# My dog during the blizzard



## Jinxter (Jan 24, 2010)

Every morning when I get up I take my dog out to the back so he can do his morning business. I had to take him out last Tuesday during the blizzard. It wasn't as bad as I thought it would be out there. He has played in the snow before and he loves it. Every time I take him out he acts like it's his first time he has ever seen snow. If we didn't have Jinx with us this whole blizzard would have been so boring. He just knows how to make us laugh even if our heater breaks during this weather or our pipes freeze. 
I hope you enjoy this video of him durring the blizzard. 
The link is right below this sentence.
>>>>



 <<<<<<


----------



## Cathy's Gunner (Dec 4, 2008)

Jinx got a good case of the "zoomies" during that blizzard. Funny and cute video. Loved it. Thanks for sharing.


----------



## janine (Aug 8, 2009)

Jinx doesn't look like the cold was bugging him one bit. Love the yellow snow


----------



## lovemydoggiesx2 (Sep 5, 2010)

--- --- ---

▶ [Task requirements]:
1: Summarize the thread about the dog in the blizzard in two sentences.
2: Continue the thread about the dog in the blizzard from the point where it stops.
The entries that follow come from a different source than the thread above.

--- --- ---

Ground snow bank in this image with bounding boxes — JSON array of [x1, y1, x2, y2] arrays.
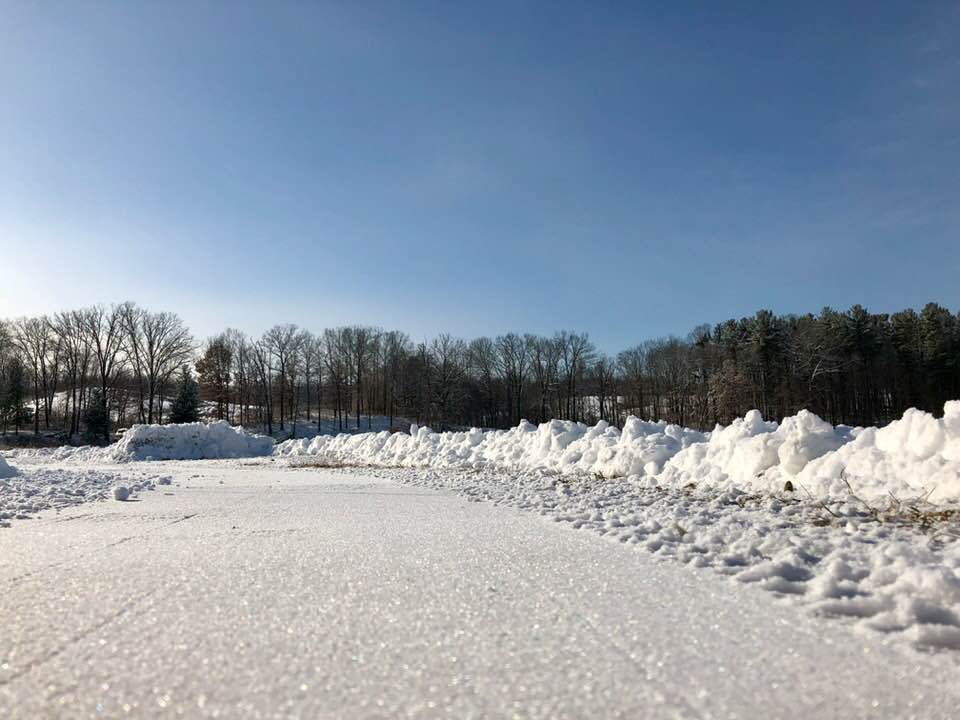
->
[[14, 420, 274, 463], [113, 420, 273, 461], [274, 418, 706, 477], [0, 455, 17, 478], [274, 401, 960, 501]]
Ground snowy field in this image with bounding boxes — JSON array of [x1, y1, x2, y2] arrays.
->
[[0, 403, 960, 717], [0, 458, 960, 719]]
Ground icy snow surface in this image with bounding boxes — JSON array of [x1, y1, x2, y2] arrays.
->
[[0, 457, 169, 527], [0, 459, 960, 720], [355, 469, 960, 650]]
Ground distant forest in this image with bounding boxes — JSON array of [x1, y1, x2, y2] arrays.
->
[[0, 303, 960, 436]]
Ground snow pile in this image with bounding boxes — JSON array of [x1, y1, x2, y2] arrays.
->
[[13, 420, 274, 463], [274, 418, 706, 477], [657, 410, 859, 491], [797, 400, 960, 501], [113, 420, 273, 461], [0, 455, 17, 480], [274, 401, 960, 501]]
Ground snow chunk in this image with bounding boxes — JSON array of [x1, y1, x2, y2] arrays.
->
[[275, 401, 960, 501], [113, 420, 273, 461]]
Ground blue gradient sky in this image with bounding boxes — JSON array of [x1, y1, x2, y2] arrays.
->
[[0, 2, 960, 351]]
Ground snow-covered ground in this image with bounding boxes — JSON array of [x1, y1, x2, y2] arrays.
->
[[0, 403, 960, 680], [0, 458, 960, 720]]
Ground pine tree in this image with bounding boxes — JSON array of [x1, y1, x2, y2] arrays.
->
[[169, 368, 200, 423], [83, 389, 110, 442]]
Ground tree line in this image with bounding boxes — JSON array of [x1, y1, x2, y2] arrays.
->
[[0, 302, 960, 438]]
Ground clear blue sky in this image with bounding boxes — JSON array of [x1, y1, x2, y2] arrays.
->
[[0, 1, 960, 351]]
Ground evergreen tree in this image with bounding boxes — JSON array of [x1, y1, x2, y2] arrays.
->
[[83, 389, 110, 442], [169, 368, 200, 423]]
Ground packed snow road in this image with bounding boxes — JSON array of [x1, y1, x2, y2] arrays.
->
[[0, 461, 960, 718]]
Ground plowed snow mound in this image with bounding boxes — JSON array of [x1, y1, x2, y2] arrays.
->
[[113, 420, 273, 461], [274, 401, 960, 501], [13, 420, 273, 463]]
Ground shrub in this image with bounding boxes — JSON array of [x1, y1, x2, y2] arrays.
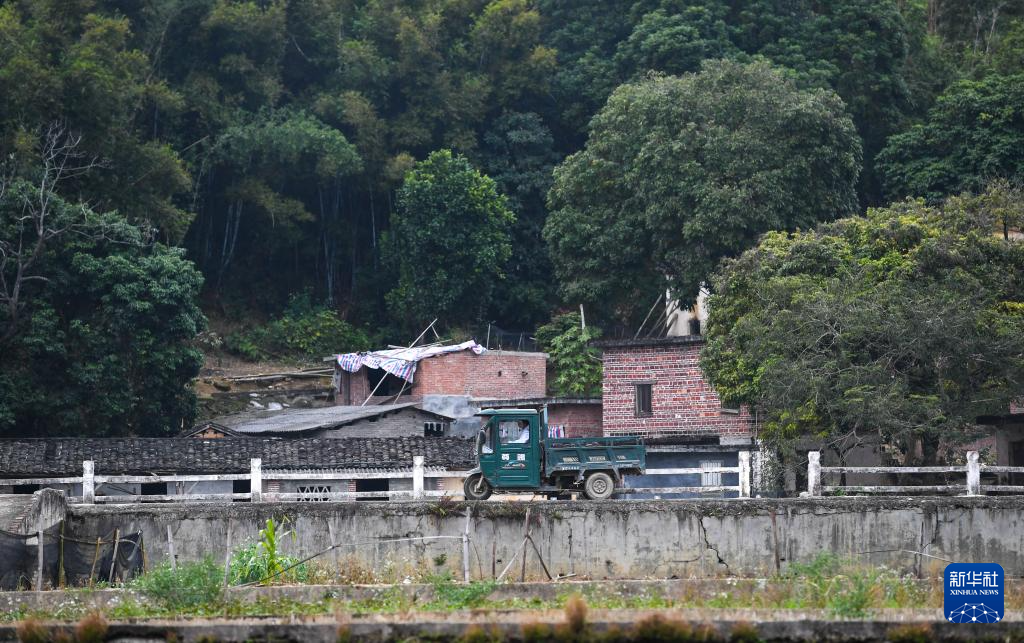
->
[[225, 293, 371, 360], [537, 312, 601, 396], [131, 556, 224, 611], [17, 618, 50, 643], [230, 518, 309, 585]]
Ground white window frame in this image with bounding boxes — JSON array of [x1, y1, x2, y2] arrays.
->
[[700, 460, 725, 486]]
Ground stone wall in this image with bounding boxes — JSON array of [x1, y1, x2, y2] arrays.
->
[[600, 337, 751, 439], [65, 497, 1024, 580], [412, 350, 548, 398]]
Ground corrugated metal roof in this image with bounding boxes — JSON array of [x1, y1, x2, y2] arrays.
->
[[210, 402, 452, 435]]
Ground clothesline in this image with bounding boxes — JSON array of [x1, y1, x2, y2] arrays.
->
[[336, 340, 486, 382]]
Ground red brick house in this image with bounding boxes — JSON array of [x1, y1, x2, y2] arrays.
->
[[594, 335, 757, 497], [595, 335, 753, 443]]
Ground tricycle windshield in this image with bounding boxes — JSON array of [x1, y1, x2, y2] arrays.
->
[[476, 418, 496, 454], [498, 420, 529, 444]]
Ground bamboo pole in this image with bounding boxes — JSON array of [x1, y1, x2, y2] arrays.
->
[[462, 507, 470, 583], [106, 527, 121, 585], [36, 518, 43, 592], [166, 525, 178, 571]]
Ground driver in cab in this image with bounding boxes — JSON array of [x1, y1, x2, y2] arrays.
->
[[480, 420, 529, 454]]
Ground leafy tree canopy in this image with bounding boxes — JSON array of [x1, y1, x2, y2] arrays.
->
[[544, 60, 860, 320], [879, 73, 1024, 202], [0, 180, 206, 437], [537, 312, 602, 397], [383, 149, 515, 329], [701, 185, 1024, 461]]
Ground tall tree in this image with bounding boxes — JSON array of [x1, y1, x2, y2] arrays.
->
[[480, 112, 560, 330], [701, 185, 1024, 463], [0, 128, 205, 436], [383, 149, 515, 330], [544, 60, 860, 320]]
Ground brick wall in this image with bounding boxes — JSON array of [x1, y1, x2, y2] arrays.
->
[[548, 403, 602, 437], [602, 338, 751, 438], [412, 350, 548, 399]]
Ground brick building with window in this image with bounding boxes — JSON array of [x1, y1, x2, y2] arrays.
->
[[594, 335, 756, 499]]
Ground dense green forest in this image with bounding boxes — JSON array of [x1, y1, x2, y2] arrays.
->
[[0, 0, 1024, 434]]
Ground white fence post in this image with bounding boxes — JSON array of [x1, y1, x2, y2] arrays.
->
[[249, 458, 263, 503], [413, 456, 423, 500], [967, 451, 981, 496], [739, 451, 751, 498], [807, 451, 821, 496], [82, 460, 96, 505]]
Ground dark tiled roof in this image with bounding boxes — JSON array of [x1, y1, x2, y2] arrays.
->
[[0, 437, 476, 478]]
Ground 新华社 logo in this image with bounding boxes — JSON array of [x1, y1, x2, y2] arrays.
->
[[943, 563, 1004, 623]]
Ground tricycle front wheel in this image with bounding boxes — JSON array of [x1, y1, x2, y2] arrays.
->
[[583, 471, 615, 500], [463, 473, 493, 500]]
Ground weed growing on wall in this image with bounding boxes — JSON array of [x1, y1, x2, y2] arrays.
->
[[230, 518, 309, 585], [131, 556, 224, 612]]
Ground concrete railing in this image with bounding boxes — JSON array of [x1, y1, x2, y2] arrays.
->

--- --- ---

▶ [The answers]:
1: A poster describes taking their dog Jinx out back every morning, including during last Tuesday's blizzard, and says he loves the snow and kept everyone laughing, then shares a video of him. Replies call the video funny and cute, say Jinx got the "zoomies," and remark that the cold didn't seem to bother him.

2:
So cute...at first he was testing it a little and then zoomed....I wish we had snow...its been getting warmer every day here and we have been 70´s for the past week...=(


----------



## Ninde'Gold (Oct 21, 2006)

Brrr! I got cold just watching this! LOL

looks like your dog loves it!


----------



## Karen519 (Aug 21, 2006)

*Jinx*

Yes, Jinx definitely loves the snow and I never get tired of watching my dogs LOVING THE SNOW. Tucker and Tonka always act like it's the VERY FIRST TIME they've seen the snow, too!


----------



## Jinxter (Jan 24, 2010)

Thank you all for commenting. Sorry I had forgotten to edit out that yellow snow =/
Jinx absolutly loves the snow. I love him so much. He always makes my day. Thank you all for watching. =)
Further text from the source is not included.